What you need to do =>
Please repeat the records below exactly, skipping any pictures.

Dataset entries
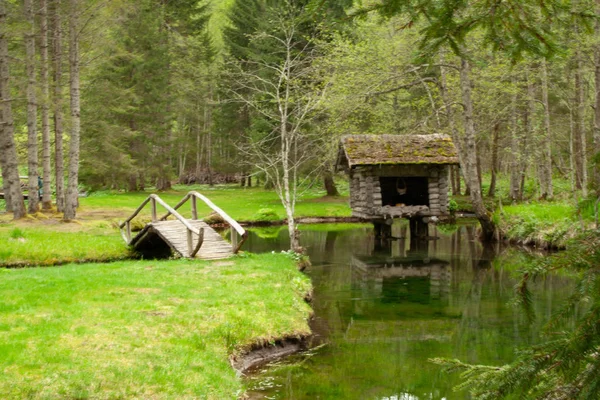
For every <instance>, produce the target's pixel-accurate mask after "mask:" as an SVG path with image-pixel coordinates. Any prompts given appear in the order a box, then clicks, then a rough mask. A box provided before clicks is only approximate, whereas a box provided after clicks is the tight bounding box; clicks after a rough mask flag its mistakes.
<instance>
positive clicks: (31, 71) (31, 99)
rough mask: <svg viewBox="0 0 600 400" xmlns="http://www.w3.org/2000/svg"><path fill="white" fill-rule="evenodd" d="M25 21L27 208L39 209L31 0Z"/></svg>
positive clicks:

Your solution =>
For every <instance>, produce the target's pixel-accurate mask after "mask:" as an SVG path with image-pixel coordinates. Any prompts given appear in the order a box, then clicks, then a rough mask. A box provided before clicks is only approximate, whereas a box provided after clicks is the tight bounding box; clicks after a rough mask flag its mistakes.
<instance>
positive clicks: (31, 71) (31, 99)
rough mask: <svg viewBox="0 0 600 400" xmlns="http://www.w3.org/2000/svg"><path fill="white" fill-rule="evenodd" d="M25 21L27 208L39 209L31 0Z"/></svg>
positive clicks:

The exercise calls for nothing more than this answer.